**Document:**

'''

Books

Wednesday 11 February 2026

The Soviet Union’s long goodbye

The USSR may have suffered ‘state death’ in 1991, but Putin’s ruthless power politics are keeping dreams of a Russian empire alive today

Mark B Smith, a Cambridge historian, has written a fascinating chronicle of the Soviet Union, from the death of Joseph Stalin in 1953 to the resignation of the reformist leader Mikhail Gorbachev 38 years later. No single volume can adequately explain the Soviet state’s collapse, but Exit Stalin is a valiant attempt. Smith provides a teeming, collage-like picture of how ordinary Soviet citizens withstood repression and food scarcities yet clung hopefully to the 1917 revolution’s promise of a better life. Gorbachev, a “tragic figure” in Smith’s estimation, did not intend to replace the ailing revolutionary project but rejuvenate it through cautious profit-making. Kremlin hardliners were aghast. Not since Lenin sought to rescue Russia with his abashedly capitalist policies of 1921 had the free market intruded.

In smoothly readable pages, Smith describes Gorbachev’s fall from power in August 1991, when factions loyal to the sanctity of the Soviet Union detained him and his wife, Raisa, in their villa on the Black Sea. Russian tanks and around 4,000 troops were sent to Moscow as part of the coup attempt; ordinary Russians implored them not to shoot on their fellow citizens. Far from saving the great Slavic superstate that stretched from the Baltic in the west to the Pacific in the east, the plotters accelerated its disintegration. Later that momentous year, the USSR suffered what historians call “state death” when Ukraine, the largest of the non-Russian Soviet republics, followed Estonia by voting overwhelmingly for independence from Moscow. Gorbachev learned too late that the moment of greatest danger for an absolutist regime is when it sets out to reform itself. Under a more autocratic Soviet premier, Smith argues, the USSR might have limped on by whipping restive states like Estonia into line. But the Soviet Union had become too clogged with corruption and political cynicism to absorb anything of Gorbachev’s enlightened guidance.

A string of Soviet leaders before Gorbachev had tried to relaunch the revolution in a spirit of Kremlin egalitarianism or “Leninist revivalism”, writes Smith. Central to Exit Stalin is the wily pugilist figure of Nikita Khrushchev. Obsessed by his place in Russian history, Khrushchev led the Soviet state for more than 10 years until, in 1964, he too was ousted. As a career apparatchik, Khrushchev was complicit in Stalin’s Great Terror of 1936-38, when close to two million alleged state enemies were shot dead or sent to the forced labour camps of the gulag. Having extirpated Trotskyists and peasant proprietors from Ukraine, where he was a senior party functionary, Khrushchev was promoted by Stalin to the central committee in Moscow.

'''

**Data:**

'''

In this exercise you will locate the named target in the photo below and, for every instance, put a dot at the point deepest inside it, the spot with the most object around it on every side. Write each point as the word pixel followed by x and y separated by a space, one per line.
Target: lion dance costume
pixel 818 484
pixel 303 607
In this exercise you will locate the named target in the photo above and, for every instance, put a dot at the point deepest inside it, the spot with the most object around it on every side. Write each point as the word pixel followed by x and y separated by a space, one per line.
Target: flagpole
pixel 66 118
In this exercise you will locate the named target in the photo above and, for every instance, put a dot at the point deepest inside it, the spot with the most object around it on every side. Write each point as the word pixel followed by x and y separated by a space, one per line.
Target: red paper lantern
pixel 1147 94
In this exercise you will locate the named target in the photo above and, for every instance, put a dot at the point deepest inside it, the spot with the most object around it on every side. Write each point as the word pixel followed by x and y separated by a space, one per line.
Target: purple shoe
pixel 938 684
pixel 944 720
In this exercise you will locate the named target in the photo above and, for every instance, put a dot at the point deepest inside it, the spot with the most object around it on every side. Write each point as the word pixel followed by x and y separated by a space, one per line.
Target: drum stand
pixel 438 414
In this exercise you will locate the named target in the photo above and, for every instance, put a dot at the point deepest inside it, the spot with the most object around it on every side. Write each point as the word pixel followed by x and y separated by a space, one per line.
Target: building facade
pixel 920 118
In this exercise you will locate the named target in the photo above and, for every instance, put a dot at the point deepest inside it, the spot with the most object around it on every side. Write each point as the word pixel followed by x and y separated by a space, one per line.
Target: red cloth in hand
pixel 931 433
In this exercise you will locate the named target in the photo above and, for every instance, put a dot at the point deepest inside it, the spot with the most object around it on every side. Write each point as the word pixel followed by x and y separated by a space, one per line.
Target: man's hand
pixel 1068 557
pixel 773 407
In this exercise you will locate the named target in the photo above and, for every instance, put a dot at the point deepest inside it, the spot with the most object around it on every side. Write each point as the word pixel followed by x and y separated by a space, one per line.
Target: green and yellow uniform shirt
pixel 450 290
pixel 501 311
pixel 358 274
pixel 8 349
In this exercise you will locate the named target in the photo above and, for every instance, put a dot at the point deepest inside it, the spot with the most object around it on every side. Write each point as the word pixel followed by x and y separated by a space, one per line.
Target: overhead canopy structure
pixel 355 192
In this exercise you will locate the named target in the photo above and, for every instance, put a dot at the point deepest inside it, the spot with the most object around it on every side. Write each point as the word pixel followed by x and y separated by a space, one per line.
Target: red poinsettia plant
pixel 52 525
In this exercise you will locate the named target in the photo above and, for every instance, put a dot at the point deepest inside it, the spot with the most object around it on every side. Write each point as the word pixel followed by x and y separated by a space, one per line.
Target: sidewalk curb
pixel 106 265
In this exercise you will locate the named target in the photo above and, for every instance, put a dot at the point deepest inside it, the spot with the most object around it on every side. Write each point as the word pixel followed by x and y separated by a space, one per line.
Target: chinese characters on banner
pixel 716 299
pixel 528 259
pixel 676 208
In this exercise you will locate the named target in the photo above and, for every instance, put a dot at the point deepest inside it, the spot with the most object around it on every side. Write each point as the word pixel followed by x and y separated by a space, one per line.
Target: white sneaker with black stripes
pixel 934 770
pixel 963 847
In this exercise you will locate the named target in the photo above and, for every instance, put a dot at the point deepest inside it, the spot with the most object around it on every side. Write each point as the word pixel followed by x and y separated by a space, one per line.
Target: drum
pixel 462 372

'''

**Stated task 1:** Summarize the review in two sentences.
**Stated task 2:** Transcribe the passage of the review starting with "Mark B Smith, a" and going on through "free market intruded.".
**Stated task 3:** According to the review, why was the Soviet Union unable to take in Gorbachev's reforms? Answer in one sentence.
The listing was taken from a different source than the review.

**Full output 1:** The review calls Mark B Smith's Exit Stalin a fascinating chronicle of the Soviet Union from Stalin's death in 1953 to Gorbachev's resignation 38 years later. The book shows ordinary citizens enduring repression and food scarcities, and it presents Gorbachev as a tragic figure whose attempt to rejuvenate the revolution ended after the failed August 1991 coup hastened the USSR's disintegration, while Nikita Khrushchev, complicit in Stalin's Great Terror, stands at the center of the book.

**Full output 2:**
Mark B Smith, a Cambridge historian, has written a fascinating chronicle of the Soviet Union, from the death of Joseph Stalin in 1953 to the resignation of the reformist leader Mikhail Gorbachev 38 years later. No single volume can adequately explain the Soviet state’s collapse, but Exit Stalin is a valiant attempt. Smith provides a teeming, collage-like picture of how ordinary Soviet citizens withstood repression and food scarcities yet clung hopefully to the 1917 revolution’s promise of a better life. Gorbachev, a “tragic figure” in Smith’s estimation, did not intend to replace the ailing revolutionary project but rejuvenate it through cautious profit-making. Kremlin hardliners were aghast. Not since Lenin sought to rescue Russia with his abashedly capitalist policies of 1921 had the free market intruded.

**Full output 3:** The Soviet Union had become too clogged with corruption and political cynicism to absorb anything of Gorbachev's enlightened guidance.